EXERCISE
Copy the records below from the line holding "Referring to the image provided above, detect the backpack." through the last line, both included. Put "find" wherever "detect" appears in that stretch, and leave everything else as it is.

________________

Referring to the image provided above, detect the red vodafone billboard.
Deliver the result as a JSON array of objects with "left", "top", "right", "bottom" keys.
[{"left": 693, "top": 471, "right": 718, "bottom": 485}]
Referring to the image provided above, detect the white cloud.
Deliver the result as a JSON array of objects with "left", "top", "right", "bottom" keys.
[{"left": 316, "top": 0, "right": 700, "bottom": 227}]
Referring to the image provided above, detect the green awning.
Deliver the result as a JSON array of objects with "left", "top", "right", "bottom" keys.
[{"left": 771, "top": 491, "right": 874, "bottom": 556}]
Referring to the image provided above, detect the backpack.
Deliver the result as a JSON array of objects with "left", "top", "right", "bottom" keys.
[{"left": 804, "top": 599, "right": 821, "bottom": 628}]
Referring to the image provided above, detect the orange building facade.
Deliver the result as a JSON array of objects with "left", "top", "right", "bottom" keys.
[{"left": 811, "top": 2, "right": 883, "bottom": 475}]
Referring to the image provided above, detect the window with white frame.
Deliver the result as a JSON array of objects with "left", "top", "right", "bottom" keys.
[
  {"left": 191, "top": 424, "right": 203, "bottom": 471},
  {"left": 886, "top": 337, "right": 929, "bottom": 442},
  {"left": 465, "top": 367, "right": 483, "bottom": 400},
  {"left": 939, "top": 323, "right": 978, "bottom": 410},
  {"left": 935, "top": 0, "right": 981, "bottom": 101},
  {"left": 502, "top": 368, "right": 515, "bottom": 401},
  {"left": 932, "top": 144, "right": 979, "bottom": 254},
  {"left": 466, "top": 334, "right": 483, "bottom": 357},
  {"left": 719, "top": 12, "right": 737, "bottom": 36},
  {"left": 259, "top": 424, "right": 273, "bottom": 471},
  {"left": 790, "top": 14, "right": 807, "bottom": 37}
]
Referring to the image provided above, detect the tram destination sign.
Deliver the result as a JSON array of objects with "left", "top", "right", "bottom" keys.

________________

TASK SOLUTION
Referring to the image provided above, find the backpack.
Deliver the result as a JSON array of objects with "left", "top", "right", "bottom" keys.
[{"left": 804, "top": 599, "right": 821, "bottom": 628}]
Referring to the image provided above, find the orange building facade.
Deliver the result as a JSON array of objects with "left", "top", "right", "bottom" keys.
[{"left": 811, "top": 2, "right": 883, "bottom": 475}]
Referring to the image provided above, find the window with white frame.
Deliver the result as a JSON array of objects with "left", "top", "right", "bottom" keys.
[
  {"left": 191, "top": 424, "right": 203, "bottom": 471},
  {"left": 886, "top": 337, "right": 929, "bottom": 442},
  {"left": 465, "top": 367, "right": 483, "bottom": 400},
  {"left": 939, "top": 323, "right": 978, "bottom": 410},
  {"left": 935, "top": 0, "right": 981, "bottom": 101},
  {"left": 502, "top": 368, "right": 515, "bottom": 401},
  {"left": 932, "top": 144, "right": 979, "bottom": 254},
  {"left": 466, "top": 334, "right": 483, "bottom": 357},
  {"left": 719, "top": 12, "right": 737, "bottom": 36},
  {"left": 259, "top": 424, "right": 273, "bottom": 471},
  {"left": 790, "top": 14, "right": 807, "bottom": 37}
]
Referring to the image provided above, find the tram destination sign.
Deliver the result as a JSON array of objects with "left", "top", "right", "bottom" keys.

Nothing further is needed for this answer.